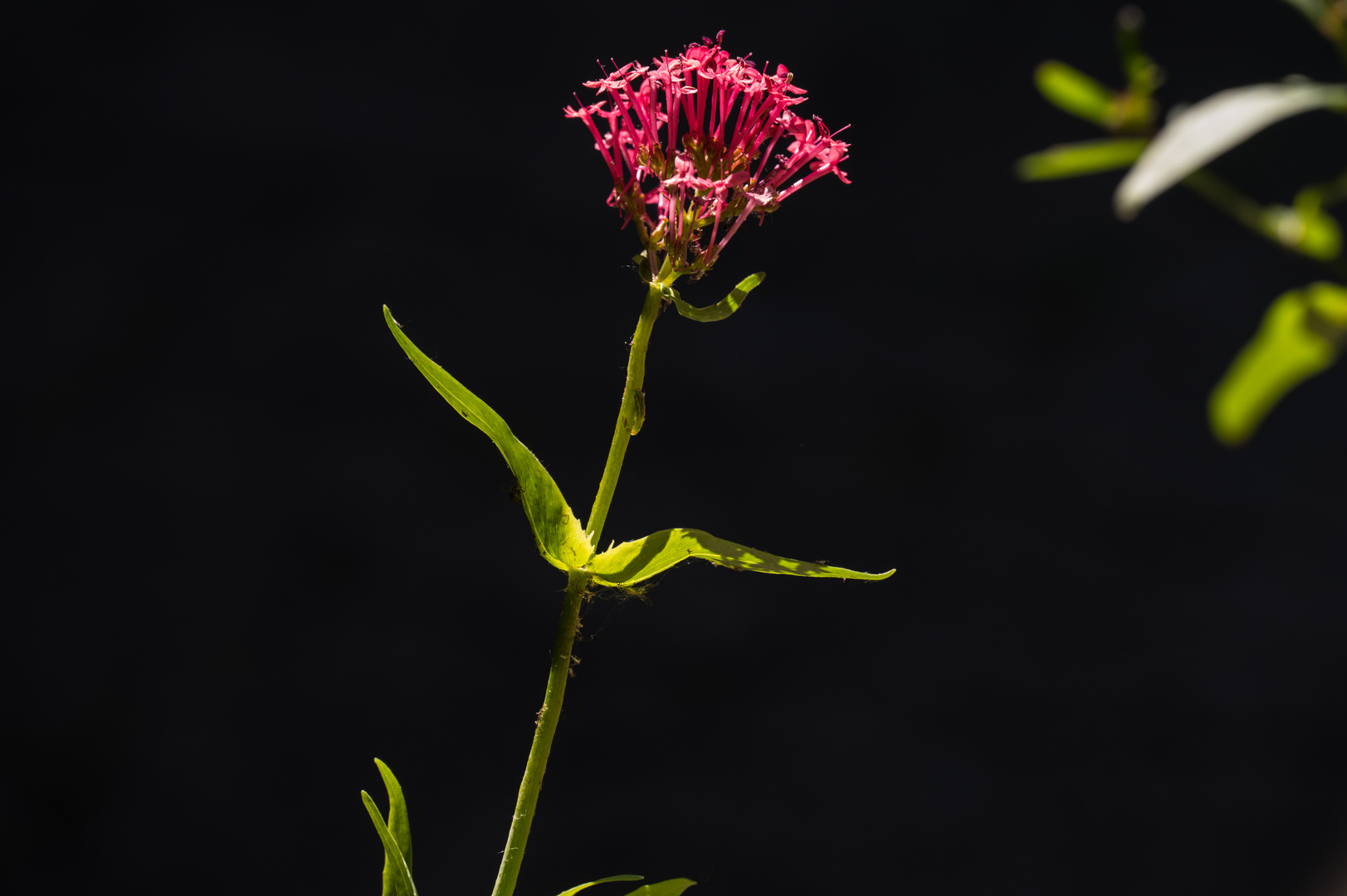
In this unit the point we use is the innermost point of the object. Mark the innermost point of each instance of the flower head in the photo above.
(702, 140)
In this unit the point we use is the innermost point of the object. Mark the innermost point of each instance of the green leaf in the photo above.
(1206, 129)
(636, 561)
(601, 880)
(403, 884)
(398, 825)
(1074, 90)
(1074, 159)
(559, 535)
(664, 889)
(722, 309)
(1301, 336)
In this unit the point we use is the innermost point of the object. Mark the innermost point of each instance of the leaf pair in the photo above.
(396, 835)
(559, 535)
(674, 887)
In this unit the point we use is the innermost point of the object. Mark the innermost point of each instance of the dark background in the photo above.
(251, 548)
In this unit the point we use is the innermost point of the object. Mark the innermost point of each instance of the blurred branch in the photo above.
(1249, 213)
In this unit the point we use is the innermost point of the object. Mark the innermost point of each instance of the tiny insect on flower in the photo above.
(722, 119)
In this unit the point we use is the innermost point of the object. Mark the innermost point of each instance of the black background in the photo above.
(251, 548)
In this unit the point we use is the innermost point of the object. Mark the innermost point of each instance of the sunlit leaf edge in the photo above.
(393, 855)
(672, 887)
(399, 825)
(637, 561)
(722, 309)
(559, 535)
(1210, 129)
(601, 880)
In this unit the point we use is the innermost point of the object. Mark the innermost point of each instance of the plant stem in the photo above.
(547, 718)
(1247, 212)
(627, 416)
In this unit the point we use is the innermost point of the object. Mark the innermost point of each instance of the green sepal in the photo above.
(559, 535)
(403, 884)
(1301, 334)
(601, 880)
(632, 562)
(722, 309)
(398, 825)
(664, 889)
(1075, 159)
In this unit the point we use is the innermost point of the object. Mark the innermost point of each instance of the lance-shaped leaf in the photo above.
(722, 309)
(1206, 129)
(664, 889)
(632, 562)
(601, 880)
(1301, 336)
(403, 884)
(399, 826)
(1074, 159)
(1072, 90)
(560, 538)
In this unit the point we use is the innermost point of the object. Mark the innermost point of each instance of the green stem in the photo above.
(1230, 201)
(1247, 212)
(627, 416)
(628, 419)
(547, 717)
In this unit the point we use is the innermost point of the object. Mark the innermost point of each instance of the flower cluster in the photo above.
(732, 118)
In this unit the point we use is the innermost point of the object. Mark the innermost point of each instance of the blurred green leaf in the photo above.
(1208, 129)
(633, 562)
(1074, 159)
(559, 535)
(398, 825)
(722, 309)
(1327, 21)
(664, 889)
(1072, 90)
(1301, 336)
(403, 884)
(601, 880)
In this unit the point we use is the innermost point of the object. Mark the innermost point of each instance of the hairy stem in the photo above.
(628, 416)
(547, 717)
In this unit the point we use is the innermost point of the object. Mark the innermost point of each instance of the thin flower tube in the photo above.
(715, 163)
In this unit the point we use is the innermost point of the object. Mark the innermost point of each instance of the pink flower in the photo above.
(715, 163)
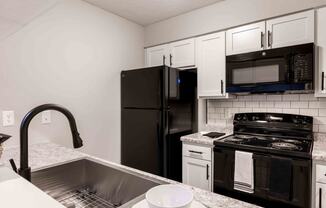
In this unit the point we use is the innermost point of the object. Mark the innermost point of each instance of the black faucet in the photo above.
(25, 170)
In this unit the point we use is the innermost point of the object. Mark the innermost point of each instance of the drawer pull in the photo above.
(207, 172)
(196, 152)
(320, 198)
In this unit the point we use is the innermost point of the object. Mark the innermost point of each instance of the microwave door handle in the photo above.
(322, 81)
(269, 36)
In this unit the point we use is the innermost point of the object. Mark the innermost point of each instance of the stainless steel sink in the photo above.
(85, 183)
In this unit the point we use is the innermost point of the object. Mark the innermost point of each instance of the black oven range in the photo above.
(267, 160)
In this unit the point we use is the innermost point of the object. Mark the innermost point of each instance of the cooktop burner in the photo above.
(267, 142)
(271, 133)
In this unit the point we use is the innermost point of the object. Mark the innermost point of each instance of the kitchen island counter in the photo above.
(45, 155)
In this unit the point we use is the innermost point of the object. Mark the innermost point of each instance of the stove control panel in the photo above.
(277, 119)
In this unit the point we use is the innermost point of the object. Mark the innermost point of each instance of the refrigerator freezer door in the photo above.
(141, 140)
(142, 88)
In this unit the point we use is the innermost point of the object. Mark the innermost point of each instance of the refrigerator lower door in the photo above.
(141, 140)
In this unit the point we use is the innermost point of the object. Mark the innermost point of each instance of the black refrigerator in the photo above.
(158, 106)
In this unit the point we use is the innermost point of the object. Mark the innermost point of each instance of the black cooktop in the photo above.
(284, 146)
(284, 134)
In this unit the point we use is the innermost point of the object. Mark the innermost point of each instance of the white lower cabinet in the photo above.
(197, 172)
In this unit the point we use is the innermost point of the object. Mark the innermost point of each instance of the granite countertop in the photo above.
(44, 155)
(198, 138)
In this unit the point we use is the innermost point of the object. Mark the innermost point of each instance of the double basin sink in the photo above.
(89, 184)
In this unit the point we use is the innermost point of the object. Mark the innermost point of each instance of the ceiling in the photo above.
(145, 12)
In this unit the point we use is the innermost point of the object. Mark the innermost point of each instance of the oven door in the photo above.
(283, 179)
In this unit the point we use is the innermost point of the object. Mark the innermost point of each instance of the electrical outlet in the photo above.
(8, 118)
(46, 117)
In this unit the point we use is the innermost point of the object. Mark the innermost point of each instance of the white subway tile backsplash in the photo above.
(291, 111)
(226, 104)
(239, 104)
(252, 104)
(274, 110)
(322, 128)
(266, 104)
(309, 112)
(313, 104)
(282, 104)
(299, 104)
(274, 97)
(221, 112)
(259, 97)
(245, 110)
(245, 98)
(308, 97)
(322, 104)
(291, 97)
(322, 112)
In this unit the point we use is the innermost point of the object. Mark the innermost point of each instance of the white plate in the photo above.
(144, 204)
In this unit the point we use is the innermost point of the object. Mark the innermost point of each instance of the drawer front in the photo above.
(321, 173)
(198, 152)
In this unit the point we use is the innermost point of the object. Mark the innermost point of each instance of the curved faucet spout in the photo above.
(24, 169)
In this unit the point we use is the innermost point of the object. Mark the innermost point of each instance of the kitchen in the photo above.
(75, 53)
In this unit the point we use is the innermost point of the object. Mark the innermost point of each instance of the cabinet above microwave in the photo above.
(278, 32)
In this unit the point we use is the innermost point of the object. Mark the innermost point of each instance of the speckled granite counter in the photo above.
(48, 154)
(198, 138)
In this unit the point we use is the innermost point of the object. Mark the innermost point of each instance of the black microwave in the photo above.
(288, 69)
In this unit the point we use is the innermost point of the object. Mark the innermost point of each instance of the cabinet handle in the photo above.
(269, 38)
(196, 152)
(322, 81)
(320, 198)
(207, 172)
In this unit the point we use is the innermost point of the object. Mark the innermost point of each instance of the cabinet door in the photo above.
(196, 173)
(320, 196)
(321, 53)
(290, 30)
(156, 56)
(182, 53)
(211, 65)
(244, 39)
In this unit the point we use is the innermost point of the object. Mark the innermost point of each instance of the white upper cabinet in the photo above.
(246, 38)
(156, 56)
(182, 53)
(211, 65)
(320, 46)
(290, 30)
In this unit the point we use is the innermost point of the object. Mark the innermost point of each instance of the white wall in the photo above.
(71, 55)
(222, 15)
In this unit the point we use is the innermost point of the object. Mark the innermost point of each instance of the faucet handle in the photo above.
(13, 165)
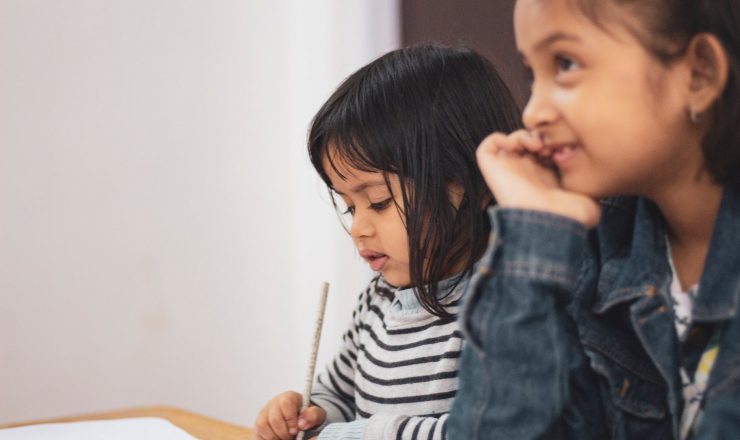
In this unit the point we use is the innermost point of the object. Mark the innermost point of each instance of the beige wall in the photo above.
(162, 236)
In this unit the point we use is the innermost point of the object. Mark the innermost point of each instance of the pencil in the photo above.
(314, 351)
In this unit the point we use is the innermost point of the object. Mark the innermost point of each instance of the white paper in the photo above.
(141, 428)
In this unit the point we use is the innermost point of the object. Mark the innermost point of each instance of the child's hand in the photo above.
(279, 419)
(519, 172)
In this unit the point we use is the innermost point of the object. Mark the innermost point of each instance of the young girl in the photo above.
(396, 144)
(630, 330)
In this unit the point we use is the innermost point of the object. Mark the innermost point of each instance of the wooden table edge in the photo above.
(197, 425)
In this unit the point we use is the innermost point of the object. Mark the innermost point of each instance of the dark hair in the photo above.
(420, 113)
(665, 30)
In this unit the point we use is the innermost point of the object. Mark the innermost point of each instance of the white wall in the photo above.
(162, 235)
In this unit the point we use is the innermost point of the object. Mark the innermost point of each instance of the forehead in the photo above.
(536, 20)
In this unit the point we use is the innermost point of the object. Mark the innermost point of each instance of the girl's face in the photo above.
(377, 224)
(614, 116)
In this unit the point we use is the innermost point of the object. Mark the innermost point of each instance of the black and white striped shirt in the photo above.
(396, 374)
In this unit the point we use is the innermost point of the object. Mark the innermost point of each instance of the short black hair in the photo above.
(420, 112)
(665, 28)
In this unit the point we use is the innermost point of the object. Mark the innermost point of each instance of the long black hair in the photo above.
(420, 113)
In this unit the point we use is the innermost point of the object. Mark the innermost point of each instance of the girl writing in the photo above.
(396, 144)
(616, 319)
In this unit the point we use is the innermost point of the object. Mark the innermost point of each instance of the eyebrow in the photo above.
(553, 38)
(363, 186)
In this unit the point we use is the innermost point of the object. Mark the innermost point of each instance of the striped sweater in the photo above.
(396, 373)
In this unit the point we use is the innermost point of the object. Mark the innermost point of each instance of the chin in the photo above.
(397, 280)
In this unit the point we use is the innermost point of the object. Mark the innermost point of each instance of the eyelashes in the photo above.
(379, 206)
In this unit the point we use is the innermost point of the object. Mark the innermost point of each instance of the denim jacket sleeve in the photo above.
(523, 373)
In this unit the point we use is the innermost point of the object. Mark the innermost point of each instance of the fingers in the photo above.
(289, 406)
(278, 420)
(519, 142)
(311, 417)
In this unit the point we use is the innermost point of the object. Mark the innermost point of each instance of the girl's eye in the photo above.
(381, 205)
(565, 64)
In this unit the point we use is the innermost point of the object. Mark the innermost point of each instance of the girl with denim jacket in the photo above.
(396, 144)
(607, 302)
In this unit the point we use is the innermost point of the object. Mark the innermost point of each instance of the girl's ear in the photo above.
(709, 69)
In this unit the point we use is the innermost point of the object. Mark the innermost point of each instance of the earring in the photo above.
(693, 116)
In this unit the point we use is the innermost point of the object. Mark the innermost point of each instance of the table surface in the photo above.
(197, 425)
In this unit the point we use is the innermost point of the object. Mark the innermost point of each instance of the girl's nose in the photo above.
(539, 111)
(361, 225)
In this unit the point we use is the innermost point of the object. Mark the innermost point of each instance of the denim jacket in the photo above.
(571, 335)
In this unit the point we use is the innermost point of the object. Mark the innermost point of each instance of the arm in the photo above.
(334, 389)
(523, 372)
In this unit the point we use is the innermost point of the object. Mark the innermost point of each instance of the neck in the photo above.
(690, 208)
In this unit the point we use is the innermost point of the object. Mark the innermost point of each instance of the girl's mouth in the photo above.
(563, 153)
(376, 260)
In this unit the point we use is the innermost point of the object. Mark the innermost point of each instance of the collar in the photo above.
(404, 299)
◇ ◇ ◇ ◇ ◇ ◇ ◇
◆ EXERCISE
One line above contains "nose in the photo above.". Output that line and each one after it, word for word, and nothing else.

◆ TASK ANSWER
In this unit the point we use is the innermost point of the object. Mark the innermost point of each instance of the girl's nose in the photo above.
(539, 111)
(361, 225)
In this unit the point we use is the innermost point of the object. Mark the innermost point of each instance of the denim jacket in the photo above.
(571, 335)
In this unit the point we use is the innermost point of the object. Mark the innermost point of each instance of the arm in the photo above.
(334, 389)
(523, 372)
In this unit the point we use is the innermost point of the object. Mark the innermost point of each instance of the neck in the photo above.
(690, 208)
In this unit the point we use is the innermost point of the object. Mark the innermost point of each instance of the girl's mouth in the photo above.
(563, 153)
(376, 260)
In this unit the point we use is the innermost point of the object. Mark the innermost point of each instance of the collar in the photo above.
(404, 299)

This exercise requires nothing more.